→ **CONSIGNA A**:
Según el texto sobre las lunas de miel en Sóller, ¿en qué año contrajo matrimonio María Álvarez?
→ **CONSIGNA B**:
Prolongue el texto sobre las lunas de miel en Sóller a partir de su última oración.

→ **PÁGINA**:
▬▬▬▬▬▬▬▬▬▬
Cuándo ir a Sóller en tren era la Luna de Miel.

María Álvarez se casó en 1952. Su familia era de Establiments, y cuando su noviazgo se consolidó le abrieron a ella y a su marido una tienda de comestibles allí, para que tuvieran ingresos y pudieran casarse. Hoy vive en la residencia Fontsana Sóller, y la hemos entrevistado para saber cómo eran las Lunas de Miel de la época.

Lejos de escaparse a la ciudad del amor, París; o a destinos exóticos como el Caribe; muchas jóvenes mallorquinas de los años 50 optaban por viajar a Barcelona o por hacer lo que hoy llamamos “turismo de interior”, pasando una semana en el Monasterio de Lluc.

Sin embargo, las penurias económicas de los recién casados, y sus obligaciones profesionales, no les permitieron seguir la moda del momento, y la casualidad quiso que el lugar elegido para pasar su noche de bodas fuese el pueblo en el que habita hoy: Sóller.

Y es que en aquellos años Sóller destilaba glamour con sus edificios modernistas y su preciosa Gran Vía, repleta de casonas indianas.
▬▬▬▬▬▬▬▬▬▬
Artículos guardados de una colección
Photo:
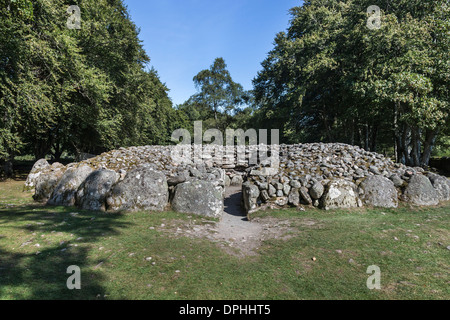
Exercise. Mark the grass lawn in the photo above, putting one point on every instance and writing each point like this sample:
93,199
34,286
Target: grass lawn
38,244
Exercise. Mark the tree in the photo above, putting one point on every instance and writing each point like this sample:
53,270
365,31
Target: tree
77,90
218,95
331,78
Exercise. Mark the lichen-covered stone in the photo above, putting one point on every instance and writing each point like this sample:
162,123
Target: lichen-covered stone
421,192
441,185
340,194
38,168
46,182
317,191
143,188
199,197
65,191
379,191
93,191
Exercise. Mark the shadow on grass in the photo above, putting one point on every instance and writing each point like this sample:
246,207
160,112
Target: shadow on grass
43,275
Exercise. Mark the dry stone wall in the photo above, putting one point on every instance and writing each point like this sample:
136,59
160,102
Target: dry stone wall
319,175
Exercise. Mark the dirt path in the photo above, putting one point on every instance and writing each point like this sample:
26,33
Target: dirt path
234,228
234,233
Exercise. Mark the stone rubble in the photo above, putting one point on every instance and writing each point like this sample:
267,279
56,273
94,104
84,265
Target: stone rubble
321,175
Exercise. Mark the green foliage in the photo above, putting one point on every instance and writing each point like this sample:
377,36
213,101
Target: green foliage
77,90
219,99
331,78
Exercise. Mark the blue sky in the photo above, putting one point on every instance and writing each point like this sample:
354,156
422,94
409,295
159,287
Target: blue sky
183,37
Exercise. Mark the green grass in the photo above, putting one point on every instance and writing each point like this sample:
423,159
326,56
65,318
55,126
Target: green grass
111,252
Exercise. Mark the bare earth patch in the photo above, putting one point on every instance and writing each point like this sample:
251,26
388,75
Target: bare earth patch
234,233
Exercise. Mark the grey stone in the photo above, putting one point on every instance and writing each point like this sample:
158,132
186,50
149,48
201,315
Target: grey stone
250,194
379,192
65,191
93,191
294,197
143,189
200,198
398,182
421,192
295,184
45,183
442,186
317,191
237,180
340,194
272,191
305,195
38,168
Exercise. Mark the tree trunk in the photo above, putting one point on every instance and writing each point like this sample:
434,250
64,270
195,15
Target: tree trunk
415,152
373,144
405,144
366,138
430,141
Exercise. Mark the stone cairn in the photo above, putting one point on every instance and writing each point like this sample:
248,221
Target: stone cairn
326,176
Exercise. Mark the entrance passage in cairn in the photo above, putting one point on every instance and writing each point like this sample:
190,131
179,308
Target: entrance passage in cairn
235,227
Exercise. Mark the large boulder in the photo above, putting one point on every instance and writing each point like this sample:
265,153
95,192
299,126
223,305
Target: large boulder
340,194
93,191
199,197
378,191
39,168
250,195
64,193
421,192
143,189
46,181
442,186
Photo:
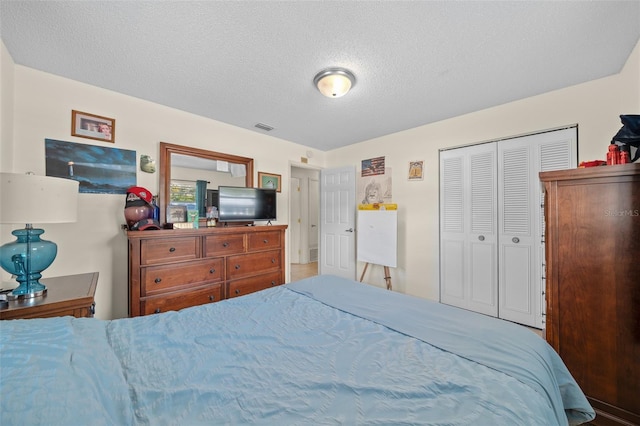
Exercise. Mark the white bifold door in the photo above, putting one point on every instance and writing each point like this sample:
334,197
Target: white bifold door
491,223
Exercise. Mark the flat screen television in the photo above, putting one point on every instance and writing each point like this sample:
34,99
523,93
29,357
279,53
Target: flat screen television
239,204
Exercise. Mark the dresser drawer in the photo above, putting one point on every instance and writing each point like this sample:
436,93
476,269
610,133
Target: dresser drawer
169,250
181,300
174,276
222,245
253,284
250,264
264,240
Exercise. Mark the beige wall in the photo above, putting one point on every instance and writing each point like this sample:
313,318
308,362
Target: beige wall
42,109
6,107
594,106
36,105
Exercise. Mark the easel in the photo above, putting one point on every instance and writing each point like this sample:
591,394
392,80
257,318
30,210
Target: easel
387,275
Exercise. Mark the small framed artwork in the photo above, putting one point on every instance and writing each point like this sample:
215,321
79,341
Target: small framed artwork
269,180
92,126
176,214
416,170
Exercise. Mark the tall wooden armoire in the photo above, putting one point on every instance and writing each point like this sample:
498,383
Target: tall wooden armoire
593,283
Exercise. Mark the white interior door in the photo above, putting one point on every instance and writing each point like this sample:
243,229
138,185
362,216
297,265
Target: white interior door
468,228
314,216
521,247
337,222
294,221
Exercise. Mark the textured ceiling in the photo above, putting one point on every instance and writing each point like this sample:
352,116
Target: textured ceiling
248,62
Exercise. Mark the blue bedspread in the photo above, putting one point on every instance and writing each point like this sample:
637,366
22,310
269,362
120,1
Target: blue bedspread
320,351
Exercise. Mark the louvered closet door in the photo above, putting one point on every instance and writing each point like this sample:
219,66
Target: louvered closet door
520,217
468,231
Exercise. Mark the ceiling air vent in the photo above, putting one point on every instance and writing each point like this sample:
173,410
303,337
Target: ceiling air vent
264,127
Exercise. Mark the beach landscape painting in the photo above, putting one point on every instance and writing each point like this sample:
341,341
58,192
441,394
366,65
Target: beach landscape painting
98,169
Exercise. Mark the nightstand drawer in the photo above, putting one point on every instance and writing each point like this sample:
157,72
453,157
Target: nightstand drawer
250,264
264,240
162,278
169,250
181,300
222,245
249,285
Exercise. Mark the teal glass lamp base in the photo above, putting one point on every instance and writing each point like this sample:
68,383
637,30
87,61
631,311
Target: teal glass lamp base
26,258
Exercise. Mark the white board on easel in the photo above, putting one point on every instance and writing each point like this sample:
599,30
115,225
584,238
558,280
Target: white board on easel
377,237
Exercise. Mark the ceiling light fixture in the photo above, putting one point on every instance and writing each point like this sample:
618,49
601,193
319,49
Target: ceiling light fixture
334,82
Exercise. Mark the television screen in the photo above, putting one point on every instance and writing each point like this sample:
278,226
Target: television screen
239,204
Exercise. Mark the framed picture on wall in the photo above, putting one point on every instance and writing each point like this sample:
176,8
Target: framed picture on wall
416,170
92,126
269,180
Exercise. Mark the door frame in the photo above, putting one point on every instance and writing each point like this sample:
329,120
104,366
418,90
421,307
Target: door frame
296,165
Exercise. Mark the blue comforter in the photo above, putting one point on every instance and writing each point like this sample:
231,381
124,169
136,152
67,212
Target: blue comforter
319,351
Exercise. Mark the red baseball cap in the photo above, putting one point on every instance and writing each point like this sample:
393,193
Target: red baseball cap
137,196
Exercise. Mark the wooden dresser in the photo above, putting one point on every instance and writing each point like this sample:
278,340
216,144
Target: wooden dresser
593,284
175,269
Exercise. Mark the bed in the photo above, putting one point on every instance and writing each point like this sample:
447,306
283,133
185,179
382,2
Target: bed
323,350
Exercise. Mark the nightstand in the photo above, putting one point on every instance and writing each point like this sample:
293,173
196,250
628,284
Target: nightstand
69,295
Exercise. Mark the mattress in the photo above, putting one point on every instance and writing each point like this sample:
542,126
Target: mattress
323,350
▬▬▬▬▬▬▬▬▬▬
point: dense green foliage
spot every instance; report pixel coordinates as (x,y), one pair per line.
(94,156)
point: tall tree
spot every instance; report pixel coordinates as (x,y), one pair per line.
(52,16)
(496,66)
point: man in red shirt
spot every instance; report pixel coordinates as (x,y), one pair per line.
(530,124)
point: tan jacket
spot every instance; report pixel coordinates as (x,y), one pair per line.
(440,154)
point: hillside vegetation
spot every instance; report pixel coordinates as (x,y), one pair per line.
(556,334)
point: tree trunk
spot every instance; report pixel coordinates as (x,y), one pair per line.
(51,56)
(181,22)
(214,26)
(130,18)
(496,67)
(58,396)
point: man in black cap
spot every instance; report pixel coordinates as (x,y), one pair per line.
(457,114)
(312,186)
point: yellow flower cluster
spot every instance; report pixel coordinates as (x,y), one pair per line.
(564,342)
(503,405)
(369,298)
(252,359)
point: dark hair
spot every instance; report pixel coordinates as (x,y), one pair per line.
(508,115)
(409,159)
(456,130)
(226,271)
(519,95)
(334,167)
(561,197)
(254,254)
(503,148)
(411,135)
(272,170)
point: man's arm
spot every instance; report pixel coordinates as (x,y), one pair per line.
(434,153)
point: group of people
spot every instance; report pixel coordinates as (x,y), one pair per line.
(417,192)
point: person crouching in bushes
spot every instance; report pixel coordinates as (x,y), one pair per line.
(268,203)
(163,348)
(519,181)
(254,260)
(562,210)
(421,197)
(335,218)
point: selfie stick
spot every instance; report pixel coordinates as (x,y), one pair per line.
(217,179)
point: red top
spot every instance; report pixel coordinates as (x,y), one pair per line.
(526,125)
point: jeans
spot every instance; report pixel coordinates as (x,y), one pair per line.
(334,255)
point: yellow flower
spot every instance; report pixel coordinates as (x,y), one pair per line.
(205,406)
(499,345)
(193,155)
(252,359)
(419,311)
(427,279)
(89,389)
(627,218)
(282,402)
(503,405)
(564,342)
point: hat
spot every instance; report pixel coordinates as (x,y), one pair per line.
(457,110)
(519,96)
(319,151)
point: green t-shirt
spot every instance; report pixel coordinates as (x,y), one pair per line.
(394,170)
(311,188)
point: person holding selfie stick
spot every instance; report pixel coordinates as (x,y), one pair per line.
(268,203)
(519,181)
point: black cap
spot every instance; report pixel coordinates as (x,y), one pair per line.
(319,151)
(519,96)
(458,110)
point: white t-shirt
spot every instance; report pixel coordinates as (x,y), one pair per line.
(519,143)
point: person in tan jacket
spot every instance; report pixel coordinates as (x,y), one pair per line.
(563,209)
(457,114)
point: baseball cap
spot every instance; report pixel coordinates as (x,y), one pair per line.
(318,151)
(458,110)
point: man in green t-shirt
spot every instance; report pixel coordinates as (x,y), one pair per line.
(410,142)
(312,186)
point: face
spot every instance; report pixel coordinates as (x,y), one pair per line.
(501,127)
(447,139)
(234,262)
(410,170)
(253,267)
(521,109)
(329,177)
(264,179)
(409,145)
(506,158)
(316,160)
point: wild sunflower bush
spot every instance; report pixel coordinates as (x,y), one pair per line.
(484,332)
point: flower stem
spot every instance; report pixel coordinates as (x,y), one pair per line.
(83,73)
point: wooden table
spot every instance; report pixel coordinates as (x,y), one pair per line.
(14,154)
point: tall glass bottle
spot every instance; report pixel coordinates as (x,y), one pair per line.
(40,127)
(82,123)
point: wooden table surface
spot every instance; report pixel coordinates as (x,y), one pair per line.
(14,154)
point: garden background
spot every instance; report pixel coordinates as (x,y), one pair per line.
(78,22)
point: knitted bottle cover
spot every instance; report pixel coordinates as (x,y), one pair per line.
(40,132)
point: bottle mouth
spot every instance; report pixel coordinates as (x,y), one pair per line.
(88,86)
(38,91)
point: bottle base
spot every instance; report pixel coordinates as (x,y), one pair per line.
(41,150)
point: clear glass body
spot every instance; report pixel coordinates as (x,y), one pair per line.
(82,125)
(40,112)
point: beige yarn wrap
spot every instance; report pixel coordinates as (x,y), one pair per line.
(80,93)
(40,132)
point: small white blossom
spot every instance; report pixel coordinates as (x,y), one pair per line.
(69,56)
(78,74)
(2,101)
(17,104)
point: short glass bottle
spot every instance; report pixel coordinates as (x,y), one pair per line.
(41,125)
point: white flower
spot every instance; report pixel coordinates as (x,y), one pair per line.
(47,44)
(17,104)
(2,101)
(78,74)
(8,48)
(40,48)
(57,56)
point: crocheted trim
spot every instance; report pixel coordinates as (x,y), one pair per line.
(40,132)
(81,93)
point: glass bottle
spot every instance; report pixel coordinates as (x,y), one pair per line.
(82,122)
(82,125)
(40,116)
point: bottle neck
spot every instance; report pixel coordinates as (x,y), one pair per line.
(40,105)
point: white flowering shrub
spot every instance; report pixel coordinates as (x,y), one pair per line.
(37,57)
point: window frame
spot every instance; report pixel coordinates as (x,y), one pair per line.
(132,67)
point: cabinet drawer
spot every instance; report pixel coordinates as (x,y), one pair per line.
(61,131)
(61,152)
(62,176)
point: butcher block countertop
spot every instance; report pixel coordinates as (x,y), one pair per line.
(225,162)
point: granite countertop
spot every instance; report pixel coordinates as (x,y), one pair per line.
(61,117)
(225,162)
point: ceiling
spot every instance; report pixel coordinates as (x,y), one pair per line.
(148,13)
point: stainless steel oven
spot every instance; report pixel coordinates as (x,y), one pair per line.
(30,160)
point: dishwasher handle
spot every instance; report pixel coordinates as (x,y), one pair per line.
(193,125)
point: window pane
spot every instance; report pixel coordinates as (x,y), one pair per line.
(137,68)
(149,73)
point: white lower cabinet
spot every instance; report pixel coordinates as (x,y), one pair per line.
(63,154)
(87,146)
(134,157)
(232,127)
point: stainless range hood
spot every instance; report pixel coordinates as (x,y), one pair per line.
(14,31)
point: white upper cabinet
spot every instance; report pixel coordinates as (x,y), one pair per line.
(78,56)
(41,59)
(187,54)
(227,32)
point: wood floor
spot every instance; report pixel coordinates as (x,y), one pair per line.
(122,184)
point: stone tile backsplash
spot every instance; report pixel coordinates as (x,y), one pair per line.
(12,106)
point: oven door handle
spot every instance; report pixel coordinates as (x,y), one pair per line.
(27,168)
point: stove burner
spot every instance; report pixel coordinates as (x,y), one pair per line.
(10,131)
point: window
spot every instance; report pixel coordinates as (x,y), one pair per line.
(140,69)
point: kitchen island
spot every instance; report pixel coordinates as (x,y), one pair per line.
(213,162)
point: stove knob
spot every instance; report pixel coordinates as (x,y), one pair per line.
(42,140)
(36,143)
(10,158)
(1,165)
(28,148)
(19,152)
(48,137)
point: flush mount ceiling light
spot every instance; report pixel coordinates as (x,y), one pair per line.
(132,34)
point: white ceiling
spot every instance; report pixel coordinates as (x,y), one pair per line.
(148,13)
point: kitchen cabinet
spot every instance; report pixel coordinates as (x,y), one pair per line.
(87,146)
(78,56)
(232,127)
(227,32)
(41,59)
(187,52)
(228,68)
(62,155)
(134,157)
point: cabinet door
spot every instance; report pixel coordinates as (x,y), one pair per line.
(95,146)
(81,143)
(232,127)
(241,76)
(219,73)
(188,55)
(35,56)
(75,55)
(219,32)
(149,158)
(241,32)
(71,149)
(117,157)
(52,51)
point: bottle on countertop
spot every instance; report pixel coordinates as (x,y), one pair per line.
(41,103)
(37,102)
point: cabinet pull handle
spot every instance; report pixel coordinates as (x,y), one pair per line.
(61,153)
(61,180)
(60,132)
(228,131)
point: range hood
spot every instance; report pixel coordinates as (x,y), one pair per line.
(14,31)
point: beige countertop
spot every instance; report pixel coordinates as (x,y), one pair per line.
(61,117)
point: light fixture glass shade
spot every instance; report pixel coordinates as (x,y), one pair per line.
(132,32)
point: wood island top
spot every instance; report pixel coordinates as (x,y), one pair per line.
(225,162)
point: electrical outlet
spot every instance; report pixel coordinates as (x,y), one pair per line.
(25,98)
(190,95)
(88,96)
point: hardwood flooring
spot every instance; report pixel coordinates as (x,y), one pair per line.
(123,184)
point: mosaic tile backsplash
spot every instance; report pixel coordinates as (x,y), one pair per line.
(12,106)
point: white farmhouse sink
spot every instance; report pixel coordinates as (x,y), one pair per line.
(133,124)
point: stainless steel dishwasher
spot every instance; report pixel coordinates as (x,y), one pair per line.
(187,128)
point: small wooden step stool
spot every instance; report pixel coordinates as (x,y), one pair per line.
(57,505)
▬▬▬▬▬▬▬▬▬▬
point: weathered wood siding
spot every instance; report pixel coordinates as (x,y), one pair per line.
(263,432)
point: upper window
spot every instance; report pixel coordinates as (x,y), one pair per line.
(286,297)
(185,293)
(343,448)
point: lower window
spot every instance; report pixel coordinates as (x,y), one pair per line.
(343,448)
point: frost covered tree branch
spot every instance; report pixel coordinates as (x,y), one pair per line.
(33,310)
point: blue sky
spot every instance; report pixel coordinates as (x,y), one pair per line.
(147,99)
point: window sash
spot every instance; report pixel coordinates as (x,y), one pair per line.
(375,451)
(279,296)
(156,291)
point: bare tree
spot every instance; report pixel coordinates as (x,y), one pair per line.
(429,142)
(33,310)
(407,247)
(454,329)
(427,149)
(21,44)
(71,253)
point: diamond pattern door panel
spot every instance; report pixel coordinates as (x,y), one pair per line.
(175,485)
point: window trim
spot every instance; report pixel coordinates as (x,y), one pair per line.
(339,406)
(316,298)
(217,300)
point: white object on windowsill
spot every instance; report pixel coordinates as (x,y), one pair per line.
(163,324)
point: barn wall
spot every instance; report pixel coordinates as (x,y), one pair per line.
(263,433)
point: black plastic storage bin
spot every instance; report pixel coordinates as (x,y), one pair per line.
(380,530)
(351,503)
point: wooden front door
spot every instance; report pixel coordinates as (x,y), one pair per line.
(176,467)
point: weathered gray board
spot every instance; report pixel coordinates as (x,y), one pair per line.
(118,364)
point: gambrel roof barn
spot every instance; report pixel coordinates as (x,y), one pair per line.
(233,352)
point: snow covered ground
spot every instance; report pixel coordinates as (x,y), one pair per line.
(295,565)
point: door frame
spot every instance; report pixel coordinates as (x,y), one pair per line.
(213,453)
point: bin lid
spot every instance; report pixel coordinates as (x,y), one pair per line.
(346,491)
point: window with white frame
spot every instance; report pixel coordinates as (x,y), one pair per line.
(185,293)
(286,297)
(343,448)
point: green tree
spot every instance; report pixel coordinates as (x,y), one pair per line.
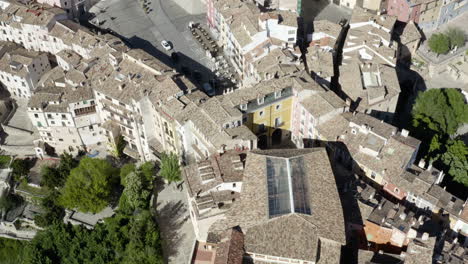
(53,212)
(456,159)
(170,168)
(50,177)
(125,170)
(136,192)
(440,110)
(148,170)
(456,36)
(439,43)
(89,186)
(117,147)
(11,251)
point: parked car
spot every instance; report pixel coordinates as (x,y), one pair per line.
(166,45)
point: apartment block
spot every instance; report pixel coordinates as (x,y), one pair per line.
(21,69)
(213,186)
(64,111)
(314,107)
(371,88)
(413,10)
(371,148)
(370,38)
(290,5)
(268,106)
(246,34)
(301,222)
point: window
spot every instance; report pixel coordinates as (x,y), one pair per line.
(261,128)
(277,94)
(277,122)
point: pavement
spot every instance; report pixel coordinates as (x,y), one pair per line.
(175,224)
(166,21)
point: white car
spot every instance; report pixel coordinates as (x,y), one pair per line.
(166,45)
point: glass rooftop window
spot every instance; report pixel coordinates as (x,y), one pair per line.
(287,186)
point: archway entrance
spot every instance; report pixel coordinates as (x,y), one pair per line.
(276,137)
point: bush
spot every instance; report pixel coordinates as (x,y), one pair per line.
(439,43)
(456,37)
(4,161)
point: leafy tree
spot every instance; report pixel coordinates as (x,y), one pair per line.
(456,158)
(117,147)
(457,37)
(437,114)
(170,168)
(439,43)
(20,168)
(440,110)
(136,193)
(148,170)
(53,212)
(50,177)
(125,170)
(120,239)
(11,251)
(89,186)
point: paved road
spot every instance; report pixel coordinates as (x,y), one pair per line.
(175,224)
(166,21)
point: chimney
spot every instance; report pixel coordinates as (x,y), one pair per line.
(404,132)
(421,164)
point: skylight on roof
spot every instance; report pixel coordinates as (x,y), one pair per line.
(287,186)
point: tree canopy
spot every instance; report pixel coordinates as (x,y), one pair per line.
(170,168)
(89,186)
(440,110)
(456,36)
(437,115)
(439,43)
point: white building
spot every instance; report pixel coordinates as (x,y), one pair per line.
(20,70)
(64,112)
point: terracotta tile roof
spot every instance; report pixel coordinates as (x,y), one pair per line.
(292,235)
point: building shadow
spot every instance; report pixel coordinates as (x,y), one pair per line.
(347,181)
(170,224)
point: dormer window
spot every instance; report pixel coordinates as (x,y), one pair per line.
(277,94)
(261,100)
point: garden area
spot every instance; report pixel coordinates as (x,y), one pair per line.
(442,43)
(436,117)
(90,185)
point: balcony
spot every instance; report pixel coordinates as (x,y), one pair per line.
▬▬▬▬▬▬▬▬▬▬
→ **RESPUESTA A**:
En 1952.

→ **RESPUESTA B**:
Con el sentido del humor que siempre la acompaña, María Álvarez recuerda cómo después de celebrar su boda y hacer el convite en casa de sus suegros, pasó a ver a su abuela, que por su avanzada edad no había podido acudir al enlace.

Tras ello, se desplazó a Palma con su marido y cogieron el tren de Sóller, que era visto como una auténtica modernidad. El trayecto le pareció un viaje inolvidable a través de las entrañas de la isla.

No recuerda el nombre de la pensión que eligieron para alojarse, pero sí que estaba en la todavía hoy famosa calle de La Luna, que sigue siendo un auténtico lugar de peregrinaje para todos los que visitan Sóller.

A diferencia de la semana o quince días que hoy duran las Lunas de Miel, en aquella época eran mucho más cortas. Y así fue la de María Álvarez, que tras pernoctar en la pensión de Sóller, tuvo que madrugar para coger el tren de vuelta que salía a las 7:00 de la mañana, con el fin de llegar a tiempo para abrir su negocio.

Una anécdota que evoca con su sonrisa eterna, junto a otros divertidos recuerdos como que se le rompieron los zapatos de salir cuando fue a ver a su abuela, y tuvo que comprarse rápidamente unas espardenyes; y que llegó a la iglesia a pie, feliz, y enfundada en un precioso vestido de novias con cola larguísima.

Lo que no había previsto es que a su vecina se le ocurriría regar, y que ella tendría que pasar por encima para ir en busca de su amado, llegando al sí quiero llena de barro.